> [Directions]: In the material below, print every line exactly and omit the pictures.

> [The records]:
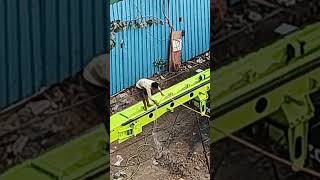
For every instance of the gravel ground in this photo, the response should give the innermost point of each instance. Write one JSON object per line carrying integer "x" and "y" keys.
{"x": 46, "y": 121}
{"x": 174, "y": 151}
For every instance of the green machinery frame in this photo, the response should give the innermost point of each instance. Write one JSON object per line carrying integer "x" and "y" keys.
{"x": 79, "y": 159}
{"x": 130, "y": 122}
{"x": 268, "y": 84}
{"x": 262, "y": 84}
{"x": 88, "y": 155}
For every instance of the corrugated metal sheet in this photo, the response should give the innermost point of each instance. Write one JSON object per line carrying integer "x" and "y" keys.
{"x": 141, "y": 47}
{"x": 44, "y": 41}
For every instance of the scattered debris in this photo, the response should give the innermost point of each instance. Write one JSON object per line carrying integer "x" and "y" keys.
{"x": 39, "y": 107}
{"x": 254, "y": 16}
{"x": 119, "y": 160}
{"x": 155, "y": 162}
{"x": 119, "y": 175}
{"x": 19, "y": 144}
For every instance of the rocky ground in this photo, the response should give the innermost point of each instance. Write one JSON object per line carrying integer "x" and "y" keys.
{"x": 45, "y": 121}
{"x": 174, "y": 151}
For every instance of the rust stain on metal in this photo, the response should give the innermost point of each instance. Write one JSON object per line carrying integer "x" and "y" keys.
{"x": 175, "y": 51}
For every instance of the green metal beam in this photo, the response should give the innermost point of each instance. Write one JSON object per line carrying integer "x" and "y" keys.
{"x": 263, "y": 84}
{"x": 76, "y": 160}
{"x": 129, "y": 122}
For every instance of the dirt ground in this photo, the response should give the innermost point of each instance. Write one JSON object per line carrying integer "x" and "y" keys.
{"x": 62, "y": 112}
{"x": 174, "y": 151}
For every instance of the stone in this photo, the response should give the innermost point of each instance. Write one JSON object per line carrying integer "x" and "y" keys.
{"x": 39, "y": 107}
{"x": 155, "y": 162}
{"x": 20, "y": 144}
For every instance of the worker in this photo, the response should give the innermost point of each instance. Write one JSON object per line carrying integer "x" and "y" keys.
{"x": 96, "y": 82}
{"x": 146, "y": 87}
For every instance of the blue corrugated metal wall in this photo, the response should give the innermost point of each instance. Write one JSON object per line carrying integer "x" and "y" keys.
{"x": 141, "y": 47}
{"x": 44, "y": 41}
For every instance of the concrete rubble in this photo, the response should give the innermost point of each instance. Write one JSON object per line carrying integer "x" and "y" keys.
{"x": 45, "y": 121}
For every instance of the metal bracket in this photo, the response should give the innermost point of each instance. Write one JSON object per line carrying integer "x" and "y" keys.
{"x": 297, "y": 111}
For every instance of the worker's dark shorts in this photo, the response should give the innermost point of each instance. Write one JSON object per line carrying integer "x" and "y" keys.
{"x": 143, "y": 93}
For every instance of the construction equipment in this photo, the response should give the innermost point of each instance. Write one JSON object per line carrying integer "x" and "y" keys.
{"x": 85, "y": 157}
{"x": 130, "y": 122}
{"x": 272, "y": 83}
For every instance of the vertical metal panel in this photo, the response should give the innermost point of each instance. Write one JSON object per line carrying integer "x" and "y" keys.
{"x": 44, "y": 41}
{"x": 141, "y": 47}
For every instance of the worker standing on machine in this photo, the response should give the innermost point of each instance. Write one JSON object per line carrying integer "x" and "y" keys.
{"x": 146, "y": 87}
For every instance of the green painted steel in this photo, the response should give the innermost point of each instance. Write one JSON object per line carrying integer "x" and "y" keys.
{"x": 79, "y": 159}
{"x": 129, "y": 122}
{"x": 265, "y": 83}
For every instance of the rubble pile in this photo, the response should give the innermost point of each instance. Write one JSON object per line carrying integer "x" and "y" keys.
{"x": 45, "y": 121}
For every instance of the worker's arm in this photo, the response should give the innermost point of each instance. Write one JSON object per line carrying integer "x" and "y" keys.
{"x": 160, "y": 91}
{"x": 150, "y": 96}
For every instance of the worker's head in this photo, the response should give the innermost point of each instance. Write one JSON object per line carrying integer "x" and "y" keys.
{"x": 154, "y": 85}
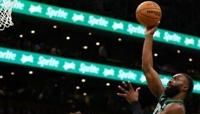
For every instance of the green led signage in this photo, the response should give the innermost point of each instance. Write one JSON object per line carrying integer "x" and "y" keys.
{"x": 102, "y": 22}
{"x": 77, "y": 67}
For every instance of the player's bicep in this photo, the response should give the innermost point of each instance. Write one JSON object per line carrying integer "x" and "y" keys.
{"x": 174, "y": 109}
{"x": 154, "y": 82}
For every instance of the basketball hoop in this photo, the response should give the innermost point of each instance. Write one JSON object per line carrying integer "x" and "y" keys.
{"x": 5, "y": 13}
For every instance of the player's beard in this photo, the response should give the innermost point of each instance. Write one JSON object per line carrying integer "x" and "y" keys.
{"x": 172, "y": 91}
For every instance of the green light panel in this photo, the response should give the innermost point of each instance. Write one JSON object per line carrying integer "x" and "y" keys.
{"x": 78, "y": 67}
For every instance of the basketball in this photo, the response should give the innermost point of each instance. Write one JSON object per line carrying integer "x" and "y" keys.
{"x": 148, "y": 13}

> [Answer to this problem]:
For every instance of the gravel ground in this photo, the response should give the innermost point of each instance. Write one JSON object per line carrying integer "x" and "y" keys.
{"x": 46, "y": 121}
{"x": 174, "y": 151}
For every instance of the green machinery frame in this photo, the response should give the innermost point of each instance. Write one JSON object per line carrying integer "x" and "y" keys.
{"x": 79, "y": 159}
{"x": 130, "y": 122}
{"x": 268, "y": 84}
{"x": 262, "y": 84}
{"x": 88, "y": 155}
For every instance of the corrugated metal sheet in this photo, the response should give the innermost point of each instance. Write one JSON object per line carrying integer "x" and "y" keys.
{"x": 141, "y": 47}
{"x": 44, "y": 41}
For every instance of the scattered debris in this photo, the response should give the innermost point of each instance. Write one JSON object per line carrying integer "x" and "y" keys.
{"x": 39, "y": 107}
{"x": 254, "y": 16}
{"x": 119, "y": 160}
{"x": 155, "y": 162}
{"x": 119, "y": 175}
{"x": 19, "y": 144}
For every instance of the rocky ground in this photo, the response should give the innermost point of each instance. Write one JSON object per line carrying integer "x" and "y" keys.
{"x": 45, "y": 121}
{"x": 174, "y": 151}
For every instance of the rust stain on metal in this photo, the response should give the innermost point of each instance. Write one JSON object per line carrying integer "x" and "y" keys.
{"x": 175, "y": 51}
For every instance of the green metal beam in this photo, the response should give the innermost point of each instance. Write one JSON object per line carrying integer "x" and "y" keys.
{"x": 263, "y": 84}
{"x": 76, "y": 160}
{"x": 129, "y": 122}
For every instance of the dirt ground in this photo, the response should give the innermost point of each instance. Write one JSON object per line carrying integer "x" and "y" keys.
{"x": 62, "y": 112}
{"x": 174, "y": 151}
For every instance of the stone in this photo, the response should give the innermost point of each instance. Write one JSON object per line carrying integer "x" and "y" keys.
{"x": 39, "y": 107}
{"x": 155, "y": 162}
{"x": 20, "y": 144}
For every instance of the worker in this photo, the response should give the innermost point of each instance. Write one JSON object per line carrying integer "x" and "y" keys.
{"x": 96, "y": 82}
{"x": 146, "y": 87}
For every instance of the blue corrugated metal wall in this photo, the response should give the innermost point of each instance. Write one JSON object per line carrying integer "x" and "y" keys.
{"x": 141, "y": 47}
{"x": 44, "y": 41}
For every instance of the concrete rubble in this photo, the response should give the innermost point of each instance. Write one JSON object per line carrying integer "x" and "y" keys.
{"x": 45, "y": 121}
For every instance of the metal bracket in this photo, the response should give the innermost point of each instance. Write one JSON object per line carrying integer "x" and "y" keys.
{"x": 297, "y": 111}
For every instance of the worker's dark shorts in this photo, the response should give the innermost point of each instance. Write one JSON object per line carrying integer "x" and "y" keys.
{"x": 143, "y": 93}
For every instance of the construction equipment in this photo, the response should give the innermost point of each instance. Write one JSON object per line carrying integer "x" and "y" keys.
{"x": 85, "y": 157}
{"x": 130, "y": 122}
{"x": 272, "y": 83}
For every instance of the vertical metal panel in this photo, the response should give the innermost point of each instance. Write one JSON object per line carrying integer "x" and "y" keys.
{"x": 44, "y": 41}
{"x": 141, "y": 47}
For every instance of the worker standing on machine in this photo, the response should give the innermost point of each instance. Write one JSON object per line carrying integer "x" and "y" keys.
{"x": 146, "y": 87}
For every instance of the green painted steel in this photo, the response should give the innermost point of each instance. Write one JSON object per line carrying integer "x" and "y" keys.
{"x": 79, "y": 159}
{"x": 129, "y": 122}
{"x": 265, "y": 83}
For every instance of the rubble pile in this photo, the response should give the innermost point of each instance. Write one JSON object per line carrying integer "x" and "y" keys.
{"x": 45, "y": 121}
For every instance of the worker's arm in this photo, the response should give the innermost point of each instance. Write one JSON object per line carrying integer "x" and "y" keys.
{"x": 160, "y": 91}
{"x": 150, "y": 96}
For every instance of the worker's head in this photo, the response should give the innermost point of each instance. Write one JSON object per line carrying integer "x" and "y" keys.
{"x": 154, "y": 85}
For every instance of the green led signage in this photo, the response should give the innermost point of each instance. Write one JSON object per line carrying integer "x" and "y" keys.
{"x": 102, "y": 22}
{"x": 77, "y": 67}
For every instance of the player's bicep in this photo, the response should give the innermost point of each instance. Write one JSON object per line carrying integer "x" and "y" keys.
{"x": 174, "y": 109}
{"x": 154, "y": 82}
For every instance of the basketball hoop in this photo, the response should give the innermost point of each instance. Write one JSON object per line carrying integer "x" and "y" keys.
{"x": 5, "y": 13}
For every instance of the player's beard in this photo, the response should give the innermost point of each instance. Write one JSON object per line carrying integer "x" and "y" keys.
{"x": 172, "y": 91}
For every instance of the green light panel in this photo, the response should give the innermost point of each instance. Write one JSON object per line carrying integer "x" and "y" keys.
{"x": 78, "y": 67}
For every instance of the basketball in this photo, the response should give the innermost point of each instance. Write one JSON object per line carrying integer "x" and "y" keys.
{"x": 148, "y": 13}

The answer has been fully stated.